__EXERCISE INSTRUCTIONS__. Retype the entries in full, exactly.

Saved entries
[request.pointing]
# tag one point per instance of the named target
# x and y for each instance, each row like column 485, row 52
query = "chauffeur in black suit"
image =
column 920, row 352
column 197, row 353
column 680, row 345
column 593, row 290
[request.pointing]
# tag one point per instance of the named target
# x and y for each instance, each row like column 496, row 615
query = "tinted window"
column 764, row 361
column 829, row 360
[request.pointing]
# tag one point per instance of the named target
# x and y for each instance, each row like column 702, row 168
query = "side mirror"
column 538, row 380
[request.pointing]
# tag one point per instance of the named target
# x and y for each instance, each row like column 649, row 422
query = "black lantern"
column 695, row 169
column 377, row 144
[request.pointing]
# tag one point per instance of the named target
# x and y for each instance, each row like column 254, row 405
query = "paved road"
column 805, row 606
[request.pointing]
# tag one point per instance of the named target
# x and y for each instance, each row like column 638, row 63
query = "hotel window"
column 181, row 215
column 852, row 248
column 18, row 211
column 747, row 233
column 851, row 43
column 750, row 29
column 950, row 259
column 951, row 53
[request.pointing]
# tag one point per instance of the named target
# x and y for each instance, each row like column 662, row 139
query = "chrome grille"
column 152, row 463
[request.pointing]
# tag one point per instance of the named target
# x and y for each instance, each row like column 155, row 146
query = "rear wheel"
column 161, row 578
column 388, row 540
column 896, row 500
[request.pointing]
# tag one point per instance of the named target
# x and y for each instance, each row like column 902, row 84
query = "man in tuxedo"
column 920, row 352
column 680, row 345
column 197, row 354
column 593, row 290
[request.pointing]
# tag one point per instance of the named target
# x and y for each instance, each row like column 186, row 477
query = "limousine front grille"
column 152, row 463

__FINISHED EXERCISE__.
[request.pointing]
# tag one point per instance of the named target
# x and y for each instance, each row like column 485, row 52
query = "chauffeur in black suit"
image =
column 920, row 352
column 197, row 353
column 680, row 345
column 593, row 290
[request.pointing]
# tag one point per instance of the named target
# x and y for each instance, each row like column 496, row 615
query = "tinted window"
column 764, row 361
column 829, row 360
[request.pointing]
# tag one point per instance of the named target
# x and y for each instance, each row like column 702, row 168
query = "side mirror"
column 538, row 380
[request.pointing]
# tag one point per instance of the named target
# x and y for each instance, each row like column 649, row 422
query = "black lantern"
column 695, row 169
column 377, row 144
[request.pointing]
# tag one point per instance of the named target
# x and y for each instance, each row like column 254, row 405
query = "paved road"
column 805, row 606
[request.pointing]
# tag one point per instance of the named target
# x and y for each instance, each row like column 638, row 63
query = "hotel window"
column 181, row 215
column 852, row 248
column 18, row 211
column 747, row 233
column 851, row 43
column 750, row 29
column 950, row 259
column 951, row 53
[request.pointing]
# tag one point per instance of the named target
# x and y for each instance, each row like column 662, row 139
query = "chrome grille"
column 152, row 463
[request.pointing]
# tag one point per instance of the named target
# x and y for each instance, each row like column 155, row 146
query = "rear wheel"
column 161, row 578
column 388, row 540
column 896, row 500
[request.pointing]
# tag one point per instance of the named target
# x and y for each instance, each row like column 902, row 84
query = "man in tuxedo"
column 920, row 352
column 680, row 345
column 197, row 354
column 593, row 290
[request.pointing]
# tag one point per instance of the named target
# x and y for each instance, each row like column 186, row 477
query = "limousine front grille"
column 152, row 463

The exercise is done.